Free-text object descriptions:
+--

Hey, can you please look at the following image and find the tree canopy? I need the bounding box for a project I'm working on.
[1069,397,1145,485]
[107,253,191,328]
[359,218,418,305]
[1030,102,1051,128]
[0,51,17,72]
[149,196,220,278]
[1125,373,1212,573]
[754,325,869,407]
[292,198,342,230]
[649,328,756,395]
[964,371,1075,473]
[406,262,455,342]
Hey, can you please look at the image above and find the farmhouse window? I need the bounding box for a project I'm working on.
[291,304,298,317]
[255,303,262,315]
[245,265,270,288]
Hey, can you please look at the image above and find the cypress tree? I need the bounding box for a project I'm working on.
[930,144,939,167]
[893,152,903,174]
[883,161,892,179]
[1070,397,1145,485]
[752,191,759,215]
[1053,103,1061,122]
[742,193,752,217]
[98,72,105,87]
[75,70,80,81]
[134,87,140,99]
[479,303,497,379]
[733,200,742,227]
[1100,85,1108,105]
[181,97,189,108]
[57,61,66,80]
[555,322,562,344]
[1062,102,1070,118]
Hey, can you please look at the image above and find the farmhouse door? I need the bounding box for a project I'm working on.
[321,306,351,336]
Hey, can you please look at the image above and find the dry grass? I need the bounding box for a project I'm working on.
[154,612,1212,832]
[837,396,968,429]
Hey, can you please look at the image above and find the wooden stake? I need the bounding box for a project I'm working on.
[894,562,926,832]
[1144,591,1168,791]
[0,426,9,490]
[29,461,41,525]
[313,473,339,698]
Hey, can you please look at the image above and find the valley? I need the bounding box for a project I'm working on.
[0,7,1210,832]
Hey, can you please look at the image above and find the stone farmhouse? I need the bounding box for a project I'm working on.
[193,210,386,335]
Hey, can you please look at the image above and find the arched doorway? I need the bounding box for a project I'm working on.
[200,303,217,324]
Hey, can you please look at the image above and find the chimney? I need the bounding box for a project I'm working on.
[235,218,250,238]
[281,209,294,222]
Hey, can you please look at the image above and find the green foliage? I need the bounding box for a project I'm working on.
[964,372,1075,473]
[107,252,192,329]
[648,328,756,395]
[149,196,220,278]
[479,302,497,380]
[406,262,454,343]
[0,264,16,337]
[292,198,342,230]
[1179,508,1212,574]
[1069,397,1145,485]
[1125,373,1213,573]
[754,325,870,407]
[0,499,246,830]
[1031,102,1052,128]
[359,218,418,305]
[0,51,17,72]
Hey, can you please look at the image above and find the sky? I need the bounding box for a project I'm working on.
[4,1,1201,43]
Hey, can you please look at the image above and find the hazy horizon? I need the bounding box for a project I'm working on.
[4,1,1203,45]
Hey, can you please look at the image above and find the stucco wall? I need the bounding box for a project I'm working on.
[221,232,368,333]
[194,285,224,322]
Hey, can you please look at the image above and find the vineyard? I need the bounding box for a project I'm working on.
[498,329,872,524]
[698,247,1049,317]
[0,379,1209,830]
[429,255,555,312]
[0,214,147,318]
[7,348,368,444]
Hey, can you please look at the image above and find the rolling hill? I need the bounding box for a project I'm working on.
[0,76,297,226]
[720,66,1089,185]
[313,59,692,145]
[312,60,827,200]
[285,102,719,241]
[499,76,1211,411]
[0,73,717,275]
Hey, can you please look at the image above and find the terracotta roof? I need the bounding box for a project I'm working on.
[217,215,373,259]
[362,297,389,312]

+--

=== ACTIVITY ===
Every line above has to be restated word for word.

=== EXERCISE RESULT ===
Hey, can you please look at the following image and find the tree canopy? I need the bounding box for a project I'm working on.
[1069,397,1145,485]
[107,253,191,328]
[359,218,418,305]
[1030,102,1051,128]
[0,51,17,72]
[149,196,220,278]
[1125,373,1212,573]
[754,325,869,407]
[292,198,342,230]
[649,328,756,395]
[964,371,1075,473]
[406,262,455,342]
Hey, can you please look at the image above and find the farmhouse window? I need the bounding box for a project I'm working on.
[291,304,298,317]
[255,303,262,315]
[245,265,270,288]
Hey, can you please look at the image above and find the cypress tree? I need the bounding box for a project I'm working on.
[930,144,939,167]
[893,152,903,174]
[883,161,892,179]
[1070,397,1145,485]
[752,191,759,215]
[1053,103,1061,122]
[742,193,752,217]
[98,72,105,87]
[75,70,80,81]
[134,87,140,99]
[479,303,497,379]
[733,200,742,227]
[1100,85,1108,105]
[181,97,189,108]
[57,61,66,80]
[555,322,562,344]
[1062,102,1070,118]
Hey, can you please look at the image above and find the farmhouse door? I need the bounding box for a project I'm working on.
[321,306,351,336]
Hey, can you please look at the image above and find the dry grass? I need the bounding box for a project I'm working on.
[154,612,1212,832]
[837,396,968,429]
Hey, can you please look at the image above and find the wooden stake? I need the bounding box for a project I'm working on.
[894,562,926,832]
[1144,591,1168,791]
[0,426,9,490]
[29,461,41,525]
[313,473,339,698]
Hey, can you please look at the image above and find the valley? I need the bounding box for a project I'm working on.
[0,7,1210,832]
Hey, can you please look at the image above and find the stone farmhouse? I need the bounding box for a project I'm working on.
[193,210,386,335]
Hey, can you please look at the image above and find the arched doorway? I need the bounding box for a project I'm working on.
[200,303,217,324]
Hey, can you please look at the image above and find the chimney? I need the bounding box for a project I'm working on.
[235,218,250,238]
[281,209,294,222]
Hey, can you please look at the image above and find the green foliage? I need the bounding box for a project I'm working on.
[964,372,1075,473]
[107,252,192,329]
[648,328,756,395]
[149,196,220,278]
[479,302,497,380]
[406,262,454,343]
[0,264,16,337]
[292,198,342,230]
[1179,508,1212,574]
[1069,397,1145,485]
[1125,373,1213,573]
[754,325,870,407]
[0,499,246,830]
[1031,102,1052,128]
[359,218,418,305]
[0,51,17,72]
Hey, can you please look at the image above and find the sky? I need the bounding box for a project I'm working on.
[4,1,1201,43]
Hey, can you please look at the image above and find the hazy horizon? I need the bounding box for a project I'm working on.
[4,1,1203,45]
Hey, can you please look at the image above and find the stucco wall? I need the bounding box for a project I'm working on.
[221,232,368,333]
[194,285,224,322]
Hey, can you please look at the image above and find the vineyard? I need the bounding box for a project I'm working on.
[498,329,872,524]
[698,247,1049,317]
[0,379,1209,830]
[429,255,555,312]
[0,214,147,318]
[7,348,368,444]
Hey, can you please look at the image above and find the rolling hill? I need the bounding box for a project I'm working on.
[0,76,297,226]
[720,66,1089,185]
[313,59,692,145]
[312,60,827,200]
[285,102,719,241]
[499,76,1211,411]
[0,73,717,275]
Hey, can you please look at the image above and find the terracotta roof? I need the bounding box for a project I'm working on.
[217,215,373,259]
[362,297,389,312]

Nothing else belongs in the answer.